Write the lines below as a JSON list of strings, one string per line and no blank lines. Leave out the pictures.

====================

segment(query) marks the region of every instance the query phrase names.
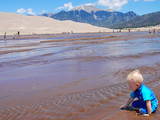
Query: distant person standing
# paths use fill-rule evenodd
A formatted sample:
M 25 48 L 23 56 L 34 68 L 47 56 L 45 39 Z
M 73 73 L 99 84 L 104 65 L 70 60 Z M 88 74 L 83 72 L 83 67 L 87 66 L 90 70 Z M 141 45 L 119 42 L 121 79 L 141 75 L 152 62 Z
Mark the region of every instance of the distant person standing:
M 17 33 L 17 34 L 18 34 L 18 38 L 19 38 L 20 32 L 18 31 L 18 33 Z
M 153 29 L 153 34 L 156 34 L 156 30 L 155 29 Z
M 149 29 L 149 34 L 151 34 L 151 31 L 150 31 L 150 29 Z
M 4 33 L 4 40 L 6 41 L 6 32 Z

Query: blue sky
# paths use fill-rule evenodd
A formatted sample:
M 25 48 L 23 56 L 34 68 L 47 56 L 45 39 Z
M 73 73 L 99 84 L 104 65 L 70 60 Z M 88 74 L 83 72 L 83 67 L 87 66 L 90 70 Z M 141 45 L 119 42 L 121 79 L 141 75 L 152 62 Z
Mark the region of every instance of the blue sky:
M 87 4 L 123 13 L 133 11 L 138 15 L 160 11 L 160 0 L 0 0 L 0 12 L 39 15 Z

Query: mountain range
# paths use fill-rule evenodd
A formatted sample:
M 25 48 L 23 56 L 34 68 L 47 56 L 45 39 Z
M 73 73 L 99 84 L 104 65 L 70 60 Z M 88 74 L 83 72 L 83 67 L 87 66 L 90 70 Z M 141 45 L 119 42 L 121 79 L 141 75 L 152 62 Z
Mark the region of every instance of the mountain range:
M 113 10 L 98 9 L 93 5 L 75 7 L 70 11 L 62 10 L 58 13 L 45 13 L 42 16 L 61 21 L 72 20 L 108 28 L 132 28 L 160 24 L 160 12 L 139 16 L 133 11 L 122 13 Z

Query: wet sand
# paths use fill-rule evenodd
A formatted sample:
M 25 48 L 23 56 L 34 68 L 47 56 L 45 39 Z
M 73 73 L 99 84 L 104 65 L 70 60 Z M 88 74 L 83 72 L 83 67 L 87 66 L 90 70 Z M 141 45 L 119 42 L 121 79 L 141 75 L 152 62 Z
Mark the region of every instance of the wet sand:
M 86 33 L 0 40 L 0 118 L 135 120 L 122 111 L 126 76 L 140 69 L 160 101 L 160 34 Z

====================

» **ANSWER TO THIS TASK**
[
  "segment(query) marks the region of every instance the query phrase names.",
  "Query: distant person standing",
  "# paths use fill-rule evenodd",
  "A formatted sample:",
  "M 25 48 L 23 56 L 34 68 L 47 56 L 45 39 Z",
  "M 73 73 L 99 84 L 104 65 L 70 60 Z M 88 74 L 83 72 L 83 67 L 87 66 L 90 70 Z M 141 45 L 119 42 L 121 79 L 141 75 L 152 62 Z",
  "Mark the region of every instance of the distant person standing:",
  "M 17 33 L 17 34 L 18 34 L 18 38 L 19 38 L 20 32 L 18 31 L 18 33 Z",
  "M 153 29 L 153 34 L 156 34 L 156 30 L 155 29 Z",
  "M 149 29 L 149 34 L 151 34 L 151 31 L 150 31 L 150 29 Z",
  "M 4 33 L 4 40 L 6 41 L 6 32 Z",
  "Query: blue sky",
  "# paths use fill-rule evenodd",
  "A formatted sample:",
  "M 25 48 L 23 56 L 34 68 L 47 56 L 45 39 Z",
  "M 73 73 L 99 84 L 104 65 L 70 60 Z M 88 74 L 83 72 L 83 67 L 87 66 L 90 70 Z M 141 45 L 119 42 L 121 79 L 141 75 L 152 62 Z",
  "Mark the region of every instance of the blue sky:",
  "M 87 4 L 123 13 L 133 11 L 138 15 L 160 11 L 160 0 L 0 0 L 0 12 L 39 15 Z",
  "Query: mountain range",
  "# paths use fill-rule evenodd",
  "A formatted sample:",
  "M 25 48 L 23 56 L 34 68 L 47 56 L 45 39 Z",
  "M 73 73 L 99 84 L 104 65 L 70 60 Z M 88 74 L 83 72 L 83 67 L 87 66 L 90 70 Z M 141 45 L 119 42 L 121 79 L 141 75 L 152 62 Z",
  "Mark the region of every instance of the mountain range:",
  "M 113 10 L 98 9 L 93 5 L 75 7 L 70 11 L 62 10 L 58 13 L 45 13 L 42 16 L 61 21 L 72 20 L 108 28 L 132 28 L 160 24 L 160 12 L 139 16 L 133 11 L 122 13 Z",
  "Query: wet sand",
  "# paths use fill-rule evenodd",
  "A formatted sample:",
  "M 25 48 L 23 56 L 34 68 L 47 56 L 45 39 Z",
  "M 73 73 L 99 84 L 104 65 L 70 60 Z M 88 74 L 83 72 L 83 67 L 87 66 L 90 70 Z M 141 45 L 119 42 L 121 79 L 141 75 L 152 62 Z",
  "Mark the region of every instance of the wet sand:",
  "M 86 33 L 0 40 L 0 118 L 135 120 L 122 111 L 126 76 L 140 69 L 160 101 L 160 34 Z"
]